Point labeling data based on photos

-=-=-

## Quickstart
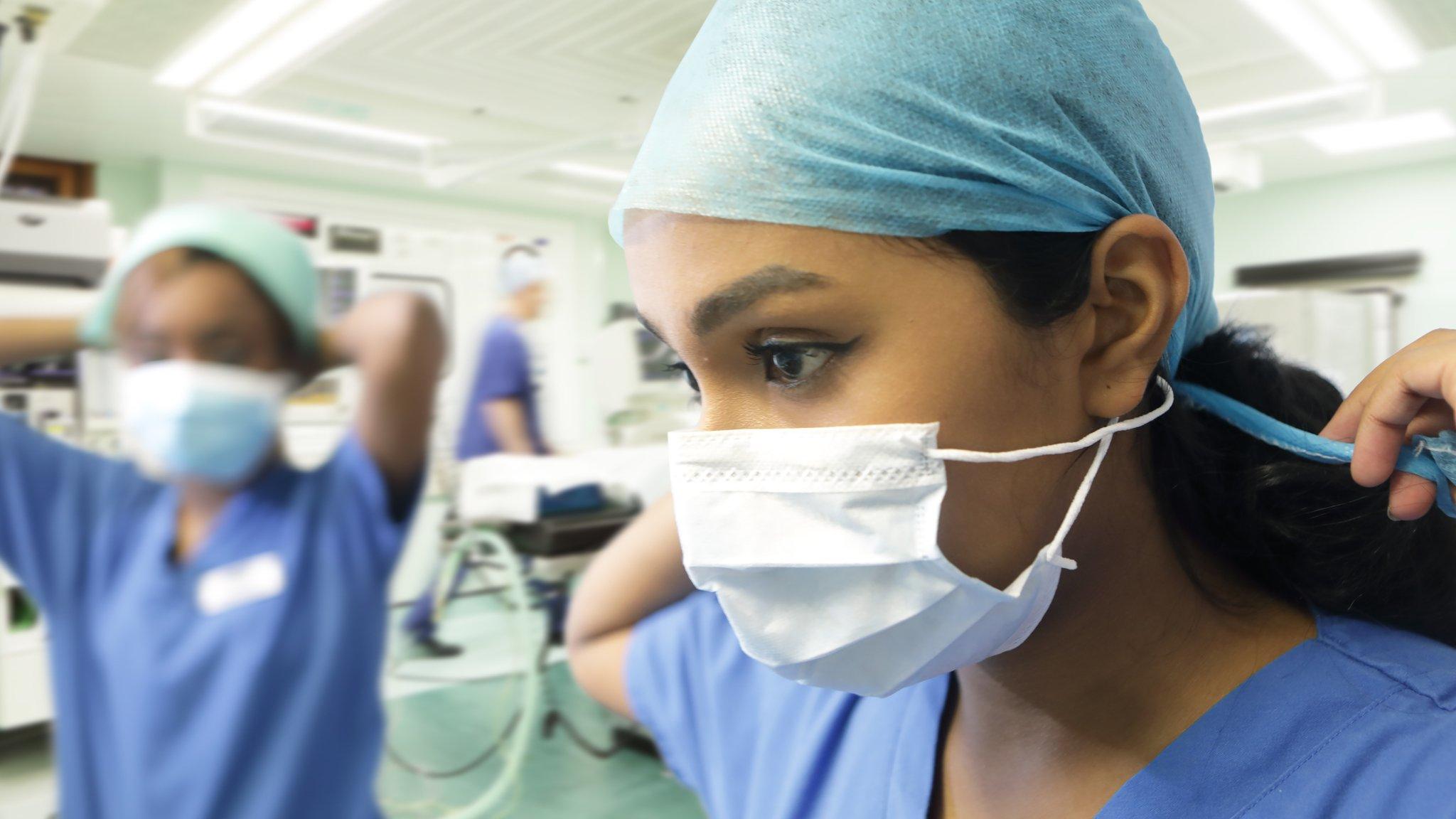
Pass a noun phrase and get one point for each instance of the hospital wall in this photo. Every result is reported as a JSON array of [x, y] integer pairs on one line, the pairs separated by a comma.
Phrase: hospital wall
[[1410, 208]]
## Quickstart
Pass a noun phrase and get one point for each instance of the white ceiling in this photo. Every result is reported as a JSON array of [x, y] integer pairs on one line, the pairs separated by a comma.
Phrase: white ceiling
[[498, 77]]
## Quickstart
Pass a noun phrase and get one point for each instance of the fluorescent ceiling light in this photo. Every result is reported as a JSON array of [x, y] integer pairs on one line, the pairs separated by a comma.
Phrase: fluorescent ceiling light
[[1375, 30], [1392, 132], [1280, 102], [590, 172], [1307, 33], [290, 44], [235, 31], [353, 130]]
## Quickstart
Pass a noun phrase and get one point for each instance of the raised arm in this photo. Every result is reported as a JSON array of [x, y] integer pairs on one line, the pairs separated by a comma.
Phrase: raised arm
[[637, 574], [398, 343], [50, 494], [26, 340]]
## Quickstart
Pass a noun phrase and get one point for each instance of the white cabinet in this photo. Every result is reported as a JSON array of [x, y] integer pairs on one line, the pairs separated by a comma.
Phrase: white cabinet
[[25, 669]]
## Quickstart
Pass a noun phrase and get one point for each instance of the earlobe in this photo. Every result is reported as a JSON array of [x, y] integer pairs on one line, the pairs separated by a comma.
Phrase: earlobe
[[1139, 283]]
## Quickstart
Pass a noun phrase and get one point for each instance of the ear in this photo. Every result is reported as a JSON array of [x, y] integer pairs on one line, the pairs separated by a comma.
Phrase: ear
[[1139, 283]]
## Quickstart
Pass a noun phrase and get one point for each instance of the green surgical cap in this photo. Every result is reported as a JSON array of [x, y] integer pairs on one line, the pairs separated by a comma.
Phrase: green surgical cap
[[268, 252]]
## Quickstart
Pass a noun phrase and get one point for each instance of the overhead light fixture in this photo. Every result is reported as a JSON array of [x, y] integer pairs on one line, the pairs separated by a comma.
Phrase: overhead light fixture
[[593, 172], [1375, 30], [1375, 134], [1302, 100], [309, 123], [1307, 33], [291, 43], [233, 33]]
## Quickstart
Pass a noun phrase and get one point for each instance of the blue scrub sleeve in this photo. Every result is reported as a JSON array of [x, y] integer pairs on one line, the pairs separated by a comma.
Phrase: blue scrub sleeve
[[386, 518], [53, 498], [695, 690]]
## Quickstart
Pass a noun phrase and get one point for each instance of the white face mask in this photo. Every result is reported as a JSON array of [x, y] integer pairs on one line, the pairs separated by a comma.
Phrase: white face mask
[[822, 547]]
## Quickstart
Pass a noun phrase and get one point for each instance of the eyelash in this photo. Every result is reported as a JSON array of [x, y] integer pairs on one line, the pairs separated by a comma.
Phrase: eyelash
[[764, 355], [682, 368]]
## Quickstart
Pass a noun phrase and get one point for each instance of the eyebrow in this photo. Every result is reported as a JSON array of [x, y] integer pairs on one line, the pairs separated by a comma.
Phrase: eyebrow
[[715, 311]]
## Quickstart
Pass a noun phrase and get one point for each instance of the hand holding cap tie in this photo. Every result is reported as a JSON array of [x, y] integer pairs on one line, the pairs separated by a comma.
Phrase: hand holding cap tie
[[1410, 397]]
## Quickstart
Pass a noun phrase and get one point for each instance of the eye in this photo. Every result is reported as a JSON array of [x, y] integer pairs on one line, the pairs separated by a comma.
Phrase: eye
[[682, 368], [791, 365]]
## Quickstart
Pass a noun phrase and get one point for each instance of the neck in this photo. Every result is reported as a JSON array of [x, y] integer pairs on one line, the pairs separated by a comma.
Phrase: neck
[[1129, 656], [518, 311], [200, 506]]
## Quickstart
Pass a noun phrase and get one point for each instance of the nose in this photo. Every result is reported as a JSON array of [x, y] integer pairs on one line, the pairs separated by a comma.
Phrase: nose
[[733, 413]]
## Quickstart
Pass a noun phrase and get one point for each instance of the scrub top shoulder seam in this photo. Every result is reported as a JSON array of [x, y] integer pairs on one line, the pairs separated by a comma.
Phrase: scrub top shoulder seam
[[1318, 749], [1446, 701]]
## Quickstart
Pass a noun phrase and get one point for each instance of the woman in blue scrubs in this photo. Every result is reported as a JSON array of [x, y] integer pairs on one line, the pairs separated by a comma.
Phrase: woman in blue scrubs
[[216, 617], [995, 518]]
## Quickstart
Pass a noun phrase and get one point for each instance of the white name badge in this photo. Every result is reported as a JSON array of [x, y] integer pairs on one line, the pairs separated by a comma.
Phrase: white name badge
[[240, 583]]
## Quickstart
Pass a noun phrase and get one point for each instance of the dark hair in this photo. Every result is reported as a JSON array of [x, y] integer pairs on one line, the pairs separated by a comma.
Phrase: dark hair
[[1302, 531]]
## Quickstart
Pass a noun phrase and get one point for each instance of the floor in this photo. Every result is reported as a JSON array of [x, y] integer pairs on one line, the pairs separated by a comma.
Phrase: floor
[[444, 716]]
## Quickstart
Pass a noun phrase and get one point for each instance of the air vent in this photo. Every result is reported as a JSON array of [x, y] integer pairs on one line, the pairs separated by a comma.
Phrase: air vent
[[1282, 115], [144, 34]]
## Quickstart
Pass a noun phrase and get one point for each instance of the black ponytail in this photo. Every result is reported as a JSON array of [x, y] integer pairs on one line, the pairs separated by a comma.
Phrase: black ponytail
[[1302, 531]]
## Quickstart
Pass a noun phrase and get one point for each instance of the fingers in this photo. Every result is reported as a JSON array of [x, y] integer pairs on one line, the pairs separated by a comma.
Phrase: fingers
[[1423, 375], [1346, 422], [1411, 498]]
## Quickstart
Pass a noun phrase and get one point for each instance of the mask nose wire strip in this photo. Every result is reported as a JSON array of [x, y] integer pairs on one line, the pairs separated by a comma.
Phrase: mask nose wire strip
[[1115, 426]]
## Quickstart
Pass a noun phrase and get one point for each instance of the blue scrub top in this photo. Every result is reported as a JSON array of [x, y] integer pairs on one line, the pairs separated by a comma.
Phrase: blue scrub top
[[503, 372], [1359, 722], [265, 710]]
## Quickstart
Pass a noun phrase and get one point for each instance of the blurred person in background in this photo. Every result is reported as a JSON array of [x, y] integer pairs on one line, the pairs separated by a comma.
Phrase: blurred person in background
[[218, 619], [500, 414]]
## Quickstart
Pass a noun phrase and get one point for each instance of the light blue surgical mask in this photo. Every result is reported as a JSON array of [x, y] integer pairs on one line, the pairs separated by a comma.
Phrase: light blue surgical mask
[[208, 423]]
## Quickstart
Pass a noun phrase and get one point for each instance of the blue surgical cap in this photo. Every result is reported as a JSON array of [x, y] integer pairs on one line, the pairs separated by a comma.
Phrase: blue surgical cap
[[265, 251], [922, 117]]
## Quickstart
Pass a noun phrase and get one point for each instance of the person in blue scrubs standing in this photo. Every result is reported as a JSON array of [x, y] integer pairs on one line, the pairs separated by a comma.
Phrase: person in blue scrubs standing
[[987, 513], [216, 617], [500, 413]]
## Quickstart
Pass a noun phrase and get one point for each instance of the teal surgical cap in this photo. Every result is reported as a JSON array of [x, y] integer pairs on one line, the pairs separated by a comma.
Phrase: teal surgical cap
[[268, 252], [922, 117]]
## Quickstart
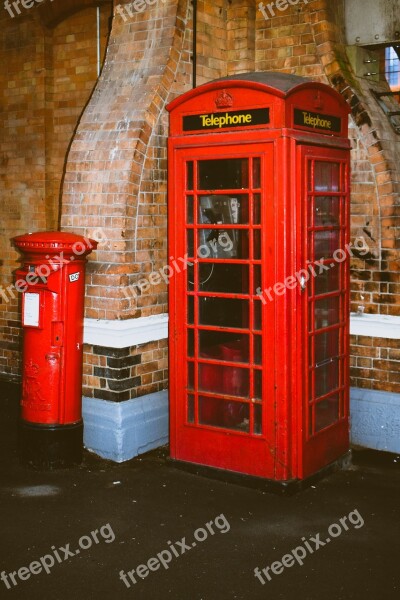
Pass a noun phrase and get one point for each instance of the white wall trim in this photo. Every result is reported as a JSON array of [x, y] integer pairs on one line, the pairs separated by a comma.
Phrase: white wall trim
[[132, 332], [384, 326], [123, 334]]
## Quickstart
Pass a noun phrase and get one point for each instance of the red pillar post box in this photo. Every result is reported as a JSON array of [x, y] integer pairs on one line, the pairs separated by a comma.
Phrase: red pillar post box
[[52, 282], [259, 207]]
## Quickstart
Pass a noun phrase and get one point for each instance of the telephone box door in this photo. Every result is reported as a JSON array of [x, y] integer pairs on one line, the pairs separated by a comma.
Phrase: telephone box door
[[324, 254], [222, 370]]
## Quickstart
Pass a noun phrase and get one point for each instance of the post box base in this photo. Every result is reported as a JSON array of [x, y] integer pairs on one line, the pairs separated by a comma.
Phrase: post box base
[[50, 447]]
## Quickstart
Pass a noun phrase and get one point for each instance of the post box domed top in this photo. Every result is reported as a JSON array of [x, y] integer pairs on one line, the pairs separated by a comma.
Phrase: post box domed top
[[43, 242]]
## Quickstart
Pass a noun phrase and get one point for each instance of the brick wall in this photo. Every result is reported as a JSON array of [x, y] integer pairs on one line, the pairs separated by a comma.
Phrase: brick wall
[[48, 72], [115, 173], [375, 363], [123, 374]]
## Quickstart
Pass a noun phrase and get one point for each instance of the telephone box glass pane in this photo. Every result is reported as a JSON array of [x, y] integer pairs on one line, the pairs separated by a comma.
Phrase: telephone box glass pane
[[222, 277], [328, 280], [219, 209], [258, 419], [326, 312], [327, 211], [326, 412], [326, 346], [326, 243], [190, 310], [222, 413], [221, 379], [230, 347], [224, 174], [258, 385], [190, 278], [191, 376], [189, 210], [257, 209], [224, 312], [189, 175], [223, 243], [190, 409], [326, 176], [256, 172], [256, 278], [190, 342], [190, 243], [326, 377], [257, 244], [257, 315], [258, 349]]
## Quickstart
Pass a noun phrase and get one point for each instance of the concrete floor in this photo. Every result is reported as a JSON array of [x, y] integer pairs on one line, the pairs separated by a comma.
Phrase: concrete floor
[[145, 504]]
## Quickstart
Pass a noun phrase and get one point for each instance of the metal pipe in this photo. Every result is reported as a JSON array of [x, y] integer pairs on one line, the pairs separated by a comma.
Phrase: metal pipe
[[98, 43], [194, 49]]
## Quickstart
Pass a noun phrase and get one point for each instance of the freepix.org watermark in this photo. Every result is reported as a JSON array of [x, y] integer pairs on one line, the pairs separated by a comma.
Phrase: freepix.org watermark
[[314, 543], [268, 10], [178, 265], [314, 269], [175, 550], [16, 5], [57, 556], [138, 6], [53, 264]]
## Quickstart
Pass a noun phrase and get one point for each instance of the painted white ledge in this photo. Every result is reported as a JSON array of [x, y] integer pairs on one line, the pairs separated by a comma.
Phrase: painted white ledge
[[123, 334], [132, 332], [375, 326]]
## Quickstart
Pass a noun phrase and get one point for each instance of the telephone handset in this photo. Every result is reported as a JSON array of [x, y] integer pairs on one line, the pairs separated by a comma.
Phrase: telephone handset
[[217, 210]]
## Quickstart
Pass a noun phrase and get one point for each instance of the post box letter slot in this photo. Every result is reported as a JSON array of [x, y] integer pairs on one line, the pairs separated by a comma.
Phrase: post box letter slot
[[31, 310]]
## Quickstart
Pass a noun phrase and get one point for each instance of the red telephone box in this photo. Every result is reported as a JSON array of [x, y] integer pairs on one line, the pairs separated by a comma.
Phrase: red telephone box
[[52, 282], [259, 320]]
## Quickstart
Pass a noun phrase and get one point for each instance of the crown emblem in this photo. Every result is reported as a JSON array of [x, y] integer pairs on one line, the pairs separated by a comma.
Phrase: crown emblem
[[224, 100], [318, 102]]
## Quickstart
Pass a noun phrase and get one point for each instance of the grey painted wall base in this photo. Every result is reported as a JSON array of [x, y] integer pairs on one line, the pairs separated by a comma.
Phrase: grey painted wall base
[[375, 419], [120, 431]]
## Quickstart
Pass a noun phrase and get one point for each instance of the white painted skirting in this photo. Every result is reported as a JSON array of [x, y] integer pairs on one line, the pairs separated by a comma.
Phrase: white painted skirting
[[132, 332], [123, 334], [375, 326]]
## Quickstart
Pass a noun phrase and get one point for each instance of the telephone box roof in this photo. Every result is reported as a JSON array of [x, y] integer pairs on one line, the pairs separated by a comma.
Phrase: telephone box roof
[[280, 81]]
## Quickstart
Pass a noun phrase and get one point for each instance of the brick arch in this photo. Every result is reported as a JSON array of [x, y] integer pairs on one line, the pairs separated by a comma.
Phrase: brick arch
[[52, 14], [371, 144], [115, 175]]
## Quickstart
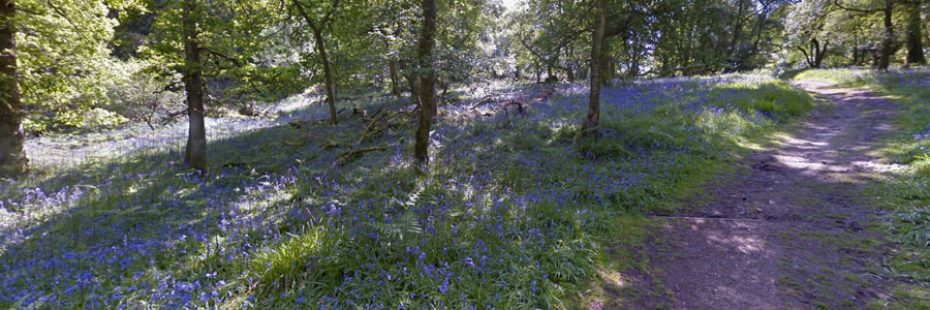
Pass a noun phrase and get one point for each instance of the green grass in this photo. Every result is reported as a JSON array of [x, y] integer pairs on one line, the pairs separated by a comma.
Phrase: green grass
[[512, 214], [906, 194]]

-=-=-

SET EXERCISE: How many lines in the items above contain the string "wire", matching case exactly? Reply with the number only.

PROBLEM SOLUTION: 2